Instructions to follow: Rewrite the entries below, replacing "one point per instance" with "a single point for each instance" everywhere and keeping everything else the same. Leave the pictures out of your version.

Supplied material:
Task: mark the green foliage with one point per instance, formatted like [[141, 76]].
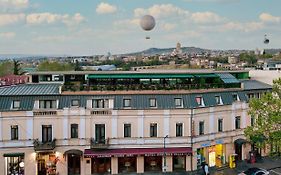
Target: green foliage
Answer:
[[55, 66], [6, 68], [267, 114]]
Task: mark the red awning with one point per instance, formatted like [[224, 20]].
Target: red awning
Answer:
[[128, 152]]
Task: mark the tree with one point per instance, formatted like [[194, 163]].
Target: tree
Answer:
[[266, 113]]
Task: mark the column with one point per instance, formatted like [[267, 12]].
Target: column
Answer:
[[140, 164], [87, 167], [114, 165]]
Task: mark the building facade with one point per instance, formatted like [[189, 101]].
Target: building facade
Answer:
[[47, 129]]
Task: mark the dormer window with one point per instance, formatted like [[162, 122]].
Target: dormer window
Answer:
[[178, 103], [199, 101], [16, 104], [218, 100]]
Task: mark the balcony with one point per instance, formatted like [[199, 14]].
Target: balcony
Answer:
[[44, 146], [99, 144]]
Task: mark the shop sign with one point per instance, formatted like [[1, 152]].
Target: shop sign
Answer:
[[206, 144], [219, 141]]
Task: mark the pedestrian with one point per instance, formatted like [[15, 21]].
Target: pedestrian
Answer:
[[206, 169]]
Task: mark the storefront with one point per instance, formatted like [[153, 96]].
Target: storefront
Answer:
[[179, 162], [14, 163], [46, 163], [101, 165], [73, 161], [214, 155], [152, 163], [127, 164]]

Solution for this problem:
Task: mark the green foliage with a single point for each instance, formatted like [[141, 76]].
Target: green foliage
Answer:
[[55, 66], [6, 68], [267, 114]]
Task: mark the red awning with a single point for each instance, formatted like [[224, 20]].
Target: red awning
Answer:
[[128, 152]]
Task: mark the tree with a single point for each instance, formatted like [[194, 163]].
Target: tree
Answer:
[[266, 113]]
Task: mark the column with a single point for each instance, formatted like [[267, 12]].
Target: column
Answer:
[[140, 164], [87, 167], [114, 165]]
Task: mark the building facade with a single point for each instance, formatted like [[189, 101]].
Target: building facade
Answer:
[[47, 129]]
Task: mark the dormer window with a single point for each instance, formatted like [[162, 122]].
Target: dormer window
Answer:
[[178, 103], [199, 101], [16, 104], [218, 100]]
Task: mark the balcony with a single point for each instance, formatted like [[199, 14]].
Target: balcony
Answer:
[[44, 146], [99, 144]]
Task: mark the shop sign with a single point for each instance, formatted like [[1, 152]].
Target: shop sign
Answer:
[[206, 144], [219, 141]]
Task: mark the pedestrian with a single point for each instance, formatted like [[15, 21]].
Target: pedestrian
Answer:
[[206, 169]]
Task: mark the storefront with a single point for each instance, formatted like [[153, 96]].
Target: storefront
Answer:
[[179, 162], [14, 163], [46, 163], [101, 165], [73, 161], [214, 155], [152, 163], [127, 164]]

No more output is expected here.